**Excerpted text**
-- Start --
Migrant workers protest in front of the Gambian consulate in Beirut shortly after the Aug. 4, 2020, port explosion. (Credit: Anwar Amro/AFP)

BEIRUT — Tigets last saw her son when he was 2 years old, before she left Ethiopia to find work in Lebanon that would allow her to support him.

That was four years ago. In the beginning, the separation seemed like a worthwhile sacrifice.

“Two years ago, I was able to send my family a lot of money and I was happily living and working here,” said the 42-year-old domestic worker, who asked that her last name not be published.

But now, crisis-stricken Lebanon has become a purgatory where she is stuck, unable to make money to pay her son’s expenses and unable to go home to him.

Tigets’ employer, a real estate agent, tells her he has not been paid in a year and a half and is thus unable to pay her salary, which used to be $400 a month. Her work contract ended a year ago, so technically she is free to go, Tigets said, but she can’t afford to send money to her mother to pay for school supplies for her son, much less to buy a plane ticket.

“I am stuck here,” she said. “I also know the situation and crisis my employer is passing through, but right now, Lebanon is a prison to me.”

Repatriation had become a growing demand among migrant workers in Lebanon since the country’s sprawling economic crisis began two years ago, particularly after hundreds were abandoned by their employers, tossed out in front of their consulates, often with no money, food or even their official documents.

However, a number of obstacles stand in the way of many people’s ability to return, including ticket prices, unpaid previous salaries and official documents that are withheld by employers.

Another Ethiopian woman, who asked not to be named, told L’Orient Today that her employers had kicked her out because they can no longer afford to pay her salary, “I am not able to buy tampons or pads, and I can’t even afford to buy basic food. I try to sleep most of the time so that I don’t have to through feeling starved,” she said, explaining that she is currently staying with friends.

“I want to go back to my country so that I can try and find a job somewhere else … anywhere but here,” she said.

Before the economic crisis, there were some 200,000 migrant domestic workers in Lebanon. Under the country’s kafala, or sponsorship, system, these workers are tied to a specific employer and do not have the same rights as other employees under labor laws.

While it is not clear how many workers have left Lebanon since the crisis began, a survey of more than 1,000 migrant workers in Lebanon conducted by the International Organization for Migration earlier this year found that nearly half wished to return home.

Zeina Mezher, the national project coordinator at the International Labour Organization’s Beirut office, told L’Orient Today that since the economic crisis in Lebanon, there has been a rise in exploitative tactics such as non-payment of wages, unjust dismissal or breach of contract by employers.
-- End --
**Record list**
-- Start --
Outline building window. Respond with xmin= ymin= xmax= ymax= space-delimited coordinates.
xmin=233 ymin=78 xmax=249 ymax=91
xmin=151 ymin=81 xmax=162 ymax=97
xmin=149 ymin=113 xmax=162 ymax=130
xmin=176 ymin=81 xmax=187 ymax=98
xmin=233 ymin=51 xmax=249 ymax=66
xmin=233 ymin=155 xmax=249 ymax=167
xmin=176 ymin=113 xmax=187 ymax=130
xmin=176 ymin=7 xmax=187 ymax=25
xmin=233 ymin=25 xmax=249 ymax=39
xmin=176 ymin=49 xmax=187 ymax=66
-- End --
**Stated exercise 1**
Print the passage of the migrant workers article starting with "Before the economic" and going on through "under labor laws.", word for word.
**Stated exercise 2**
Continue the article on migrant workers stranded in Lebanon from the point where it stops.

**Exercise response 1**
Before the economic crisis, there were some 200,000 migrant domestic workers in Lebanon. Under the country’s kafala, or sponsorship, system, these workers are tied to a specific employer and do not have the same rights as other employees under labor laws.

**Exercise response 2**
Many migrant workers have been struggling to find a way out of Lebanon, she said. But even if they had the funding to buy a plane ticket, she noted, many workers do not have access to their own passports, which are commonly confiscated by employers.

Another issue is that many migrant workers have overstayed their residency permits in Lebanon and face potential legal consequences if they try to leave.

Some embassies, NGOs and international organizations have stepped in to help in evacuating the stranded workers. Recently, the Philippine Embassy announced that it had evacuated 280 workers from Lebanon, most of whom were “undocumented and distressed.”

Back in July, 20 Ethiopian women were sent back home with their travel expenses covered by Egna Legna Besidet, a Lebanon-based Ethiopian migrants’ rights organization, along with the IOM. Many of the women had been victims of harassment and abuse in their workplaces, the organization said, and four of them had been in prison when the NGO intervened.

“We are trying to help these women as much as we can, the Ethiopian Embassy hasn’t done much, but maybe this is because they were not able to give funds for it,” said Banchi Yimer, the founder of Egna Legna Besidet.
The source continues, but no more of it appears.